» 課題 A:
次の(i)〜(iii)の記述が本文抜粋の内容と合っているかを、それぞれ「はい」か「いいえ」で答え、判断の根拠となる本文抜粋の語句をそのまま引用してください。(i) 入場券は天王寺駅のTISで八百円で買った。(ii) 檻の中の動物は猫だと見当を付けた。(iii) 夢の中の先客は天王寺動物園で待っていると言った。
### 本文抜粋
結局いつも通り、煎餅布団に一時退却し、それからすぐに夢の中へとずるずると撤退、というこれまたお定まりの展開とあいなった。
ところが、その夜はそこからが少し違った。半分寝ぼけながら夢の世界へやってくると、なにやら先客がいる。こちらの姿を見ると、まあこっちへ座んなと人んちの夢なのにいやに横柄だ。座るとすぐに、くどくどと説教を始めたのだから堪らない。
「俺はこの辺りの生まれで、その縁でご町内の面倒を見させてもらているが、お前さんという人にはほとほと愛想が尽きた、うんぬんかんぬん」
説教はされるわ、眠いわで、いったいここになにしに来たんだろう、と思っていると明け方頃ようやく解放された。去り際に。
「いいか、天王寺公園の大阪市立美術館で待ってるからな、絶対に来いよ」
という言葉を残して消えたのだが、せっかくの休みに迷惑な事だ。だがあの性格では下手に無視したら今夜にでも押し掛けて来かねない。あまり寝たきがしなかったが、とにかく布団から立ち上がろうとして、すっ転けた。どうも脚を寝違えたようだった。
天王寺駅のTISで二百円引き、八百円で売られていた入場券を買って、天王寺公園へと向かう。
公園入り口の所で餅を焼いている屋台の隣に、一辺一メートルほどの檻が置いてあり、中に雑巾色をした毛玉が丸まっている。段ボールに書かれた「ラスカル」という単語からあらいぐまだと見当を付けるが、腹に頭をつっこんでふて寝を決め込む姿は近所の性悪猫のようだった。寒風のたびにもぞもぞ動く姿になんとなく哀れを誘われ、カンパの箱に小銭を入れた。
######
» 課題 B:
レコードの中から文字列「white」を含む行をすべて抜き出して報告してください。
### 使用レコード
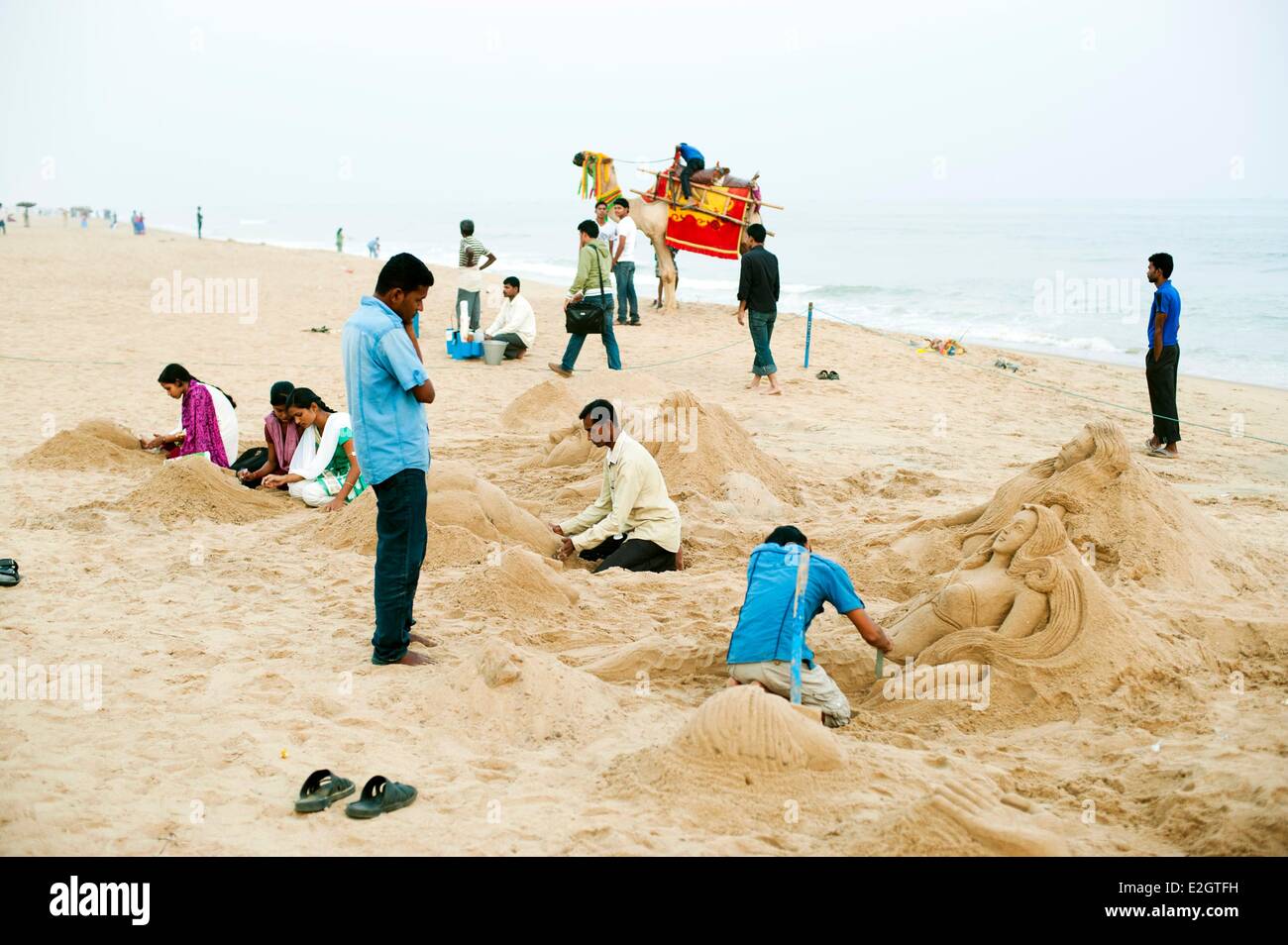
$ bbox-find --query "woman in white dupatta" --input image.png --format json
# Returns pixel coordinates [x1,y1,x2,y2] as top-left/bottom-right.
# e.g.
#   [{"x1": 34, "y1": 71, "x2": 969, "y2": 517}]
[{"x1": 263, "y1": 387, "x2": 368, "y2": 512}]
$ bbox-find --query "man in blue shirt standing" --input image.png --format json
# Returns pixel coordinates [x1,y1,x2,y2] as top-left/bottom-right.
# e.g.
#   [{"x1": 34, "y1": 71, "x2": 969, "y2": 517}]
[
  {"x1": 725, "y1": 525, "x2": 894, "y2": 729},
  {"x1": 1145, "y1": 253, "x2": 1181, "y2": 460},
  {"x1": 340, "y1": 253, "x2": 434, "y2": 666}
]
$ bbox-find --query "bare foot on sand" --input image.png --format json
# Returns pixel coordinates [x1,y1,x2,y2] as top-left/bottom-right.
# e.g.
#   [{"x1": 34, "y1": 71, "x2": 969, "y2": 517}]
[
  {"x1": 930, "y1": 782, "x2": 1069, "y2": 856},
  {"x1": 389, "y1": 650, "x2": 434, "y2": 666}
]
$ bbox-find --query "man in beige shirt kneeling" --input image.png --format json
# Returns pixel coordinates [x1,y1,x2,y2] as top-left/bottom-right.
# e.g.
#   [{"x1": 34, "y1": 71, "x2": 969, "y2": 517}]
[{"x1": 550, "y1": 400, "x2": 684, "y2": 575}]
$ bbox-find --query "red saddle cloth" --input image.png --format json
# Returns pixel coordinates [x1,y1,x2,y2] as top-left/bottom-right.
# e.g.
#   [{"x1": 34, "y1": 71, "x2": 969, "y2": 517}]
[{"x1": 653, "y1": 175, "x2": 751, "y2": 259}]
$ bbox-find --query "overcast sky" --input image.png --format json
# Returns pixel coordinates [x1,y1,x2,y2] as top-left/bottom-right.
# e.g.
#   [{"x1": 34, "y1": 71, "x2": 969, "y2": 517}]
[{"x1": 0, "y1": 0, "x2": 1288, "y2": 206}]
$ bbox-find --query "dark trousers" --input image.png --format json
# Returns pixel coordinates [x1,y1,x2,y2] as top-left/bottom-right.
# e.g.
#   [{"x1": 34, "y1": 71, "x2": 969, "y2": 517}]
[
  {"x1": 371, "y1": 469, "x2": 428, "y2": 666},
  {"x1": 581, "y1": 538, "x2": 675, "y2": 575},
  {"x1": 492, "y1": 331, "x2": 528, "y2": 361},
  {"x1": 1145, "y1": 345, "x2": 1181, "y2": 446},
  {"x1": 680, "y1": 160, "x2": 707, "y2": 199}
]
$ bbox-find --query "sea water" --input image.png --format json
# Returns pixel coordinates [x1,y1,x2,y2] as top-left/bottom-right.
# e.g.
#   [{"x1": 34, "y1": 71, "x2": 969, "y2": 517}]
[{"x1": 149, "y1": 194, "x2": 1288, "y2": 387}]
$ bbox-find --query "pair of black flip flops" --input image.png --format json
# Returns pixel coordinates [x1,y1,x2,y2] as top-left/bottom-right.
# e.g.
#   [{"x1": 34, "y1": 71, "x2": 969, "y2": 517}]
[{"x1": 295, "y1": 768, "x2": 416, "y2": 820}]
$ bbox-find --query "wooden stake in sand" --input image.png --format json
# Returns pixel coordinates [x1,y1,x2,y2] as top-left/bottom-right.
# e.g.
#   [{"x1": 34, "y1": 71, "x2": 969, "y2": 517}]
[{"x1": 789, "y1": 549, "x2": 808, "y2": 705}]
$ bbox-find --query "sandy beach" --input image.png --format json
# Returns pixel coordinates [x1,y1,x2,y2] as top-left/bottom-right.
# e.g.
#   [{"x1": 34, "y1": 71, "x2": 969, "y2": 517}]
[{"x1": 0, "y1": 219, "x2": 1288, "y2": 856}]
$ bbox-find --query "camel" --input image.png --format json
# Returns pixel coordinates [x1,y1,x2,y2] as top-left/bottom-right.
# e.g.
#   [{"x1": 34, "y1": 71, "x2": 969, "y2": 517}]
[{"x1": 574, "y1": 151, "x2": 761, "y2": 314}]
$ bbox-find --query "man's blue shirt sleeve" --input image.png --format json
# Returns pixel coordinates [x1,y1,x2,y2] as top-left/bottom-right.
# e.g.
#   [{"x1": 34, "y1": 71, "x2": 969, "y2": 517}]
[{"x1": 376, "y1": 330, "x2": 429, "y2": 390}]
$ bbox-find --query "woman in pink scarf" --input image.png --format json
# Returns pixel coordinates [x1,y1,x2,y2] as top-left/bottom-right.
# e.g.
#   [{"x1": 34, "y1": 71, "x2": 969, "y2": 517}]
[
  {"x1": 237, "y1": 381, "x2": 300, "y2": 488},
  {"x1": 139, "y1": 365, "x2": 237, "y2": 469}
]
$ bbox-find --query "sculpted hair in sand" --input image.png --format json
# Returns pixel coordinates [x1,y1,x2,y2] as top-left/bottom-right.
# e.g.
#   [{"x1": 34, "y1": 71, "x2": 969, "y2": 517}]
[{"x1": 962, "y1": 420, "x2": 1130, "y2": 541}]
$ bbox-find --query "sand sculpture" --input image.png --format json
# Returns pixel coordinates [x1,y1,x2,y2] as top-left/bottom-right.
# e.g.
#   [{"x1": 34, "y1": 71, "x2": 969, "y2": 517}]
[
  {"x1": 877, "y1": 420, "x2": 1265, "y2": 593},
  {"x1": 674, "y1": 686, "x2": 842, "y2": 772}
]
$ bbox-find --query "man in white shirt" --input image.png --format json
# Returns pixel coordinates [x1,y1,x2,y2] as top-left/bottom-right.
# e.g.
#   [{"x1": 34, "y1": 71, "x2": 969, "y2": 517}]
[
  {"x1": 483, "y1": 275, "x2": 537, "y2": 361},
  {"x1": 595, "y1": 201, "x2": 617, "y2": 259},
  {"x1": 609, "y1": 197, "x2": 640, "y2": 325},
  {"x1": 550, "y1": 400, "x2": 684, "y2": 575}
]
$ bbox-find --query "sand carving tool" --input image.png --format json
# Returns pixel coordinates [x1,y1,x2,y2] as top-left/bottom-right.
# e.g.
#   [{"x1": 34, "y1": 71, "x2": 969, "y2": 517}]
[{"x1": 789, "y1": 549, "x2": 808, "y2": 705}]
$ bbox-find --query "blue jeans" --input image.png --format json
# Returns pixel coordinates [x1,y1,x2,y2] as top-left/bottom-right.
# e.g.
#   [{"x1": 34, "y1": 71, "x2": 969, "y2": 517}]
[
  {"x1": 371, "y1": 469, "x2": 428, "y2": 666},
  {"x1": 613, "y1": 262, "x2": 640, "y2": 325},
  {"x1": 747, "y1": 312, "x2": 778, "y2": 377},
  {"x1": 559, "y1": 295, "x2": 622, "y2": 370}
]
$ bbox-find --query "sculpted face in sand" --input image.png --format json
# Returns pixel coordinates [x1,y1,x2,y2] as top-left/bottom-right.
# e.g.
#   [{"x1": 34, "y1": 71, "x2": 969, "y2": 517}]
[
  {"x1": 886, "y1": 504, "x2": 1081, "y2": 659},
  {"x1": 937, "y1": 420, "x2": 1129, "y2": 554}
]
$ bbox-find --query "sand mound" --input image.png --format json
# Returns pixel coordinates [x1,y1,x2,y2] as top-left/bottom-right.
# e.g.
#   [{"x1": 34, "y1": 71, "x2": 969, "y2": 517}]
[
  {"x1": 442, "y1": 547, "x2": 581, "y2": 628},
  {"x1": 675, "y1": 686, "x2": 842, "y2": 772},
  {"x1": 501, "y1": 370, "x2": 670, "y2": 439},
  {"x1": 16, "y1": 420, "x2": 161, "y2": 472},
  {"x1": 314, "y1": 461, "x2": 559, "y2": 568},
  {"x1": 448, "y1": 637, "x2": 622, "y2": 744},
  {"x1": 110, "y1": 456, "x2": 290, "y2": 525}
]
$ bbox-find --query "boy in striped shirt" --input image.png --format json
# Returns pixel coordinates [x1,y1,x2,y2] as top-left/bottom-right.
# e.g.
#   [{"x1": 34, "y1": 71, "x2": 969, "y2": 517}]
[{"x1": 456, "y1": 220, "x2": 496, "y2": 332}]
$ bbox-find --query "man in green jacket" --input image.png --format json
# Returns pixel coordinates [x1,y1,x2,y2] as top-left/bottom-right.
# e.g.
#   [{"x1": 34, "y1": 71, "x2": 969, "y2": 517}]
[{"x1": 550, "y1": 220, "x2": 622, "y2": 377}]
######
### 使用レコード
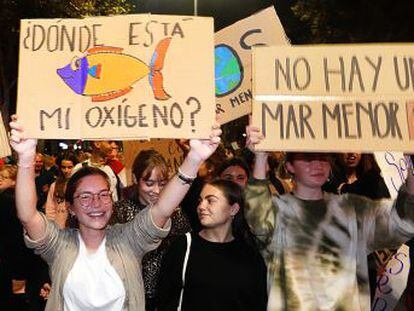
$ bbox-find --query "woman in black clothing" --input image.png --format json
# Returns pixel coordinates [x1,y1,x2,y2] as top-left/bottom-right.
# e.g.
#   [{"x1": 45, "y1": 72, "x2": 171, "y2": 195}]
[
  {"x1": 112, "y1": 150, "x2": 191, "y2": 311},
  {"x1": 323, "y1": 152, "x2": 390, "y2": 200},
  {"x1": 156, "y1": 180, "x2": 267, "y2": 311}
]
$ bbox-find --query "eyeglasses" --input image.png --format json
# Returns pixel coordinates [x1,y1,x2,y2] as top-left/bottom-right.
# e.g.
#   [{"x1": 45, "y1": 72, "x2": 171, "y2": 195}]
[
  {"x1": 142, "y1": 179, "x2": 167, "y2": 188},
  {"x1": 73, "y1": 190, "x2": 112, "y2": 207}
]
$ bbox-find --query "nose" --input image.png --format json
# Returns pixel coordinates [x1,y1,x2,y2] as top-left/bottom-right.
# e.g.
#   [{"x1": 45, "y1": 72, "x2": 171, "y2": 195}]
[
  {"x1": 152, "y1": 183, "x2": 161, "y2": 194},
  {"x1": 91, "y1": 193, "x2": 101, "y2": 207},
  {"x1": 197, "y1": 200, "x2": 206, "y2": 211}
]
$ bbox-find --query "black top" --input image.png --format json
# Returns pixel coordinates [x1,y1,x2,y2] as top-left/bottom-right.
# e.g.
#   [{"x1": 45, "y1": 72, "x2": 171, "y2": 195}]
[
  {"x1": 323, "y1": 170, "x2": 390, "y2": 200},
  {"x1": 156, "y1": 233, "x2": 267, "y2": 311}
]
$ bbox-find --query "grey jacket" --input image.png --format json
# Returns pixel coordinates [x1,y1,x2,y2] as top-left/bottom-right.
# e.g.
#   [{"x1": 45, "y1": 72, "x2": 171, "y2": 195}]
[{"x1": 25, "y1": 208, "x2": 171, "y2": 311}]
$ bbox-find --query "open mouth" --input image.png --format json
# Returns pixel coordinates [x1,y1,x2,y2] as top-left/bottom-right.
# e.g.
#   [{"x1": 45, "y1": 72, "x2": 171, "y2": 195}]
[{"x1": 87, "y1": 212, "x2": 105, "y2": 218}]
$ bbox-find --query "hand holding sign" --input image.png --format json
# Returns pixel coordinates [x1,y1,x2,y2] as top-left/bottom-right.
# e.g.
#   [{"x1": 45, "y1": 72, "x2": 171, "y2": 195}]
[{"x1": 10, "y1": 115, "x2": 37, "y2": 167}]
######
### 使用レコード
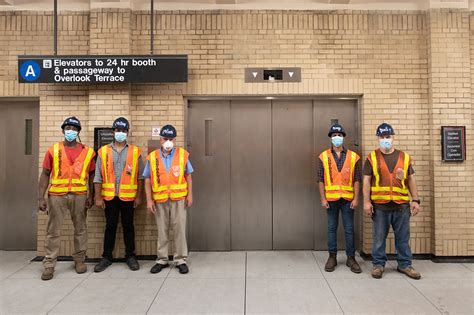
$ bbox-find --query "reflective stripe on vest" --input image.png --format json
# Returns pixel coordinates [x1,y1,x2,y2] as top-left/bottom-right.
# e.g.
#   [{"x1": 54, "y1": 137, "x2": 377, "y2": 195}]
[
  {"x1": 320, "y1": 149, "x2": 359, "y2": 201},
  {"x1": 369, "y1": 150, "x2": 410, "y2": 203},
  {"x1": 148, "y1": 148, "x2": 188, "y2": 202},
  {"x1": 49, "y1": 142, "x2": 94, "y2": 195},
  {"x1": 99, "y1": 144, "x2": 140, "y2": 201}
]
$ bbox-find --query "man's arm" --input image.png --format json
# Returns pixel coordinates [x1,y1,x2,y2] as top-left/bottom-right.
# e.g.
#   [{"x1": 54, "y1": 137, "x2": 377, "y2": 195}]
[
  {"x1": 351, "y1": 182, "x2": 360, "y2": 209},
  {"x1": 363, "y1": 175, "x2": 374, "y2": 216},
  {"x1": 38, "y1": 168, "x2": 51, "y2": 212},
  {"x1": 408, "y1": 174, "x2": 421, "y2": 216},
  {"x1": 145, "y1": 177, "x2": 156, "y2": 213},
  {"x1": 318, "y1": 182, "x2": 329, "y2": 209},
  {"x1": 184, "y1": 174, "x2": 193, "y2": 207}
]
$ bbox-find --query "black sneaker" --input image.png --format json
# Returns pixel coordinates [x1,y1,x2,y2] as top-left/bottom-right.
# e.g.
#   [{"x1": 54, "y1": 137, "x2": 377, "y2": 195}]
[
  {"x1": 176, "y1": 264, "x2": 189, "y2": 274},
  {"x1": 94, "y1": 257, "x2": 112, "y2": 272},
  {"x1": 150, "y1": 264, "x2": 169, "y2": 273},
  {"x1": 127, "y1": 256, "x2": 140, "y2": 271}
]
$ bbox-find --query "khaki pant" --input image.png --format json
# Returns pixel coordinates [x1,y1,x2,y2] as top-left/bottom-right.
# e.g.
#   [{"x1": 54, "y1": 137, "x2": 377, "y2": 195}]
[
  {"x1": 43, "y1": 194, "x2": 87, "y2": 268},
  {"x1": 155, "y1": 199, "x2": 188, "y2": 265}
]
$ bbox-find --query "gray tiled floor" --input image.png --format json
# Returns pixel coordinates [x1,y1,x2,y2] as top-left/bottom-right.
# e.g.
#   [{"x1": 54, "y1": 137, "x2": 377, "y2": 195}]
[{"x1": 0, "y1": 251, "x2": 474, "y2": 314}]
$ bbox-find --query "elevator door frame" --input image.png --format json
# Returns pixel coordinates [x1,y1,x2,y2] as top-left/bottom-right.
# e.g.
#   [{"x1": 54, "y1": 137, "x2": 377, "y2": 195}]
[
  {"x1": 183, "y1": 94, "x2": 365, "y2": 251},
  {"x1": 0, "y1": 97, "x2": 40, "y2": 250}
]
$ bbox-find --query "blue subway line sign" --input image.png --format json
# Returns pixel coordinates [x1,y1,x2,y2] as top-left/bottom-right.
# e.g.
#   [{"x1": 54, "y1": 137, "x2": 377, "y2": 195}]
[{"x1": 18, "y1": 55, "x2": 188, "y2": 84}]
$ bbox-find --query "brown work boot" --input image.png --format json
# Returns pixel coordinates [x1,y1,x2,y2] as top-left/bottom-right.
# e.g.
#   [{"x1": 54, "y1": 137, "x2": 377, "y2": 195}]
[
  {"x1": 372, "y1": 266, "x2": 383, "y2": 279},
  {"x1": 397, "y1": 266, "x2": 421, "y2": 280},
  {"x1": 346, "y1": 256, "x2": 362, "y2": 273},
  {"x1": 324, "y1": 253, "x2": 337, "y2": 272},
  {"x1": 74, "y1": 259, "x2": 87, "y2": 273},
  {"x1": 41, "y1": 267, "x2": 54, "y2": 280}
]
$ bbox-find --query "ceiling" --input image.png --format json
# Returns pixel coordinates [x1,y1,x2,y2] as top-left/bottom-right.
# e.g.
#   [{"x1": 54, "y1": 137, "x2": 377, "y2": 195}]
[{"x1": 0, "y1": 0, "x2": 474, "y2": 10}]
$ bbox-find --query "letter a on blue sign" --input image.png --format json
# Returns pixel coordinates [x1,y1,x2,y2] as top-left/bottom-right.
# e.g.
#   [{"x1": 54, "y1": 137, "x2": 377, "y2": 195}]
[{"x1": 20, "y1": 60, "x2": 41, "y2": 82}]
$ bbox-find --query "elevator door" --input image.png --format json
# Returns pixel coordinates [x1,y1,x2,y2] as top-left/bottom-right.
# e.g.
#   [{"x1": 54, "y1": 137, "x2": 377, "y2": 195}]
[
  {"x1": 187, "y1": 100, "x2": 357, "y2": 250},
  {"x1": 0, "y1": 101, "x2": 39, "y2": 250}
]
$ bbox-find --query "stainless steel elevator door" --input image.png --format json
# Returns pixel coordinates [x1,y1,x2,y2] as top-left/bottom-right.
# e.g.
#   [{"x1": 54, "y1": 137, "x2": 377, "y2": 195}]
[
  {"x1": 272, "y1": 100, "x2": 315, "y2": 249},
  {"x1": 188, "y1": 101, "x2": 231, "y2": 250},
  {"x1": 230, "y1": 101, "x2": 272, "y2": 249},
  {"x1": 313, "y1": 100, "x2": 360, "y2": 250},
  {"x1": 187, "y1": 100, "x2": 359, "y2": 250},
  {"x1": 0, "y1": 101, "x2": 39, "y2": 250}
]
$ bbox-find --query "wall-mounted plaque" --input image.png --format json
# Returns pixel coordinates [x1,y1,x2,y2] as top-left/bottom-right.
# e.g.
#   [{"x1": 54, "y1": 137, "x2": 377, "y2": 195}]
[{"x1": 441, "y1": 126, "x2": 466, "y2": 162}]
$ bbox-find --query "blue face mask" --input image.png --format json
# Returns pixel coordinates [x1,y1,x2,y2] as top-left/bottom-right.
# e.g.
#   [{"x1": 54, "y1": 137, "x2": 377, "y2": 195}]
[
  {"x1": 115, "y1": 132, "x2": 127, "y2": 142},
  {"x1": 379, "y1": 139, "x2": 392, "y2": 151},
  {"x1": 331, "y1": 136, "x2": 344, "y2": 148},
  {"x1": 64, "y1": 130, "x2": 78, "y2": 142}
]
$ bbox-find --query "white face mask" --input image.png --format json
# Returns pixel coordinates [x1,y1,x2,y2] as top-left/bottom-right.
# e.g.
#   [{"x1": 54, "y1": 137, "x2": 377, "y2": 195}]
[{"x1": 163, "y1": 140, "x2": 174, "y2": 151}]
######
» 解答 A:
(i) はい。「天王寺駅のTISで二百円引き、八百円で売られていた入場券を買って」
(ii) いいえ。「段ボールに書かれた「ラスカル」という単語からあらいぐまだと見当を付ける」
(iii) いいえ。「天王寺公園の大阪市立美術館で待ってるからな」

» 解答 B:
$ bbox-find --query "woman in white dupatta" --input image.png --format json
$ bbox-find --query "man in white shirt" --input image.png --format json
$ bbox-find --query "white face mask" --input image.png --format json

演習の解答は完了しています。